→ Task instructions
Search the entries below for "flower" and copy each matching line.

─── Provided records ───

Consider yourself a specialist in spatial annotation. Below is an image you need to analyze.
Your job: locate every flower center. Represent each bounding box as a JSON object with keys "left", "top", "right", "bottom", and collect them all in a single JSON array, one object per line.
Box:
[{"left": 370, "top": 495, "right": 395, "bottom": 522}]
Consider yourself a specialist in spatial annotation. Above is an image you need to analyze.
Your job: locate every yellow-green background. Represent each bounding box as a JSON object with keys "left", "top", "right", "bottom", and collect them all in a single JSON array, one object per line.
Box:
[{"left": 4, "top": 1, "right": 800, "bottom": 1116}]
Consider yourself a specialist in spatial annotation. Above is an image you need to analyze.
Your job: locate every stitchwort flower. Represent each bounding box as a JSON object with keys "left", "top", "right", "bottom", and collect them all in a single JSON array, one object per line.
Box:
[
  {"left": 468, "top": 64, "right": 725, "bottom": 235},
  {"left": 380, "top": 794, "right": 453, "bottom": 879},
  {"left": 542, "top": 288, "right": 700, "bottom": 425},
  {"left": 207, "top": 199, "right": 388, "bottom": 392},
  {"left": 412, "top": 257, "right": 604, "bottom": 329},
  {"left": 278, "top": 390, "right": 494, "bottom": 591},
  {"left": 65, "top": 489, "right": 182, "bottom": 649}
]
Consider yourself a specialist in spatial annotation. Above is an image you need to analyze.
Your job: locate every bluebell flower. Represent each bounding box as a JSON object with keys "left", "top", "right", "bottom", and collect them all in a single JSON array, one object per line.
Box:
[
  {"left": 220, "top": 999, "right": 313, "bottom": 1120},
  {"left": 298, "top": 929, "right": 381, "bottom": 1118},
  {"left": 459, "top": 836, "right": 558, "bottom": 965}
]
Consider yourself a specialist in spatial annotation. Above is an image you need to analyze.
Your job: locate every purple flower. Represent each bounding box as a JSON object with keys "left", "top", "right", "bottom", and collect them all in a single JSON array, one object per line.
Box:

───

→ Result of this exercise
Your job: locate every flower center. Represent each bounding box as a JSON object with keys "left", "top", "right", "bottom", and collect them all in a single JSON array, one object per line.
Your job: locate every stitchwort flower. Represent each bounding box as a JSON object with keys "left", "top", "right", "bottom", and collect them all in a single JSON array, one object per line.
Your job: locate every bluebell flower. Represent each bounding box as a JSON object with keys "left", "top", "right", "bottom", and collect them all in a single JSON array, one object per line.
Your job: locate every purple flower. Represent each bounding box as a JSON object with keys "left", "top", "right", "bottom", and collect them all in a single JSON array, one object per line.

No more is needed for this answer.